◆ **INSTRUCTIONS TO FOLLOW**
Give back the records below exactly, omitting the pictures.

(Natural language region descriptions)
=== Begin Enclosure ===
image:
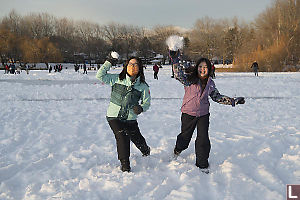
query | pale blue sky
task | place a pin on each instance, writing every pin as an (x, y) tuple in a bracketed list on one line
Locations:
[(145, 13)]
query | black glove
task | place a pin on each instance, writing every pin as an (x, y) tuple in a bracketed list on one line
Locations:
[(239, 100), (113, 58), (137, 109)]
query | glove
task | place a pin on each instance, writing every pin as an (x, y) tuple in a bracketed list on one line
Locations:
[(137, 109), (237, 100), (113, 57)]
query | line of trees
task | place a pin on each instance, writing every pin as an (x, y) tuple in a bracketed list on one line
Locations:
[(272, 39)]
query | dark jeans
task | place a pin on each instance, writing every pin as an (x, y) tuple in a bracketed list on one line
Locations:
[(155, 75), (124, 132), (202, 143)]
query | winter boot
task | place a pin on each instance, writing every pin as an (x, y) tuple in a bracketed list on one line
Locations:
[(146, 152), (125, 165), (176, 153), (203, 165)]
=== End Enclosure ===
◆ **WRITTEN SOLUTION**
image:
query | pale blue sky
task | place a pin on each instance, writing every pin as an (x, y) tuple in a bracketed list on one line
Locations:
[(145, 13)]
query | black glove
task | place a pin on each instance, writing every pin as an (x, y) tuple in a bracketed list on one line
Locations:
[(239, 100), (113, 58), (137, 109)]
query | glove
task | place a pin on each instance, writing every pin as an (x, y) tuple in a bracketed list on one line
Locations:
[(137, 109), (237, 100), (113, 57)]
query | line of trees
task | place a pin on each instance, writing every pin as an (x, y) tuple in a bracketed list on one line
Locations:
[(272, 39)]
query | dark jeans
task | place a pin on each instance, writing every pin as an (x, y) tuple in a bracketed list on one line
Locations:
[(155, 75), (124, 132), (202, 143)]
query | winter boot
task | place a pin on each instance, writing every pin as an (x, y) tuple in a bracketed list on one line
Locations:
[(146, 152), (125, 165), (176, 153), (203, 165)]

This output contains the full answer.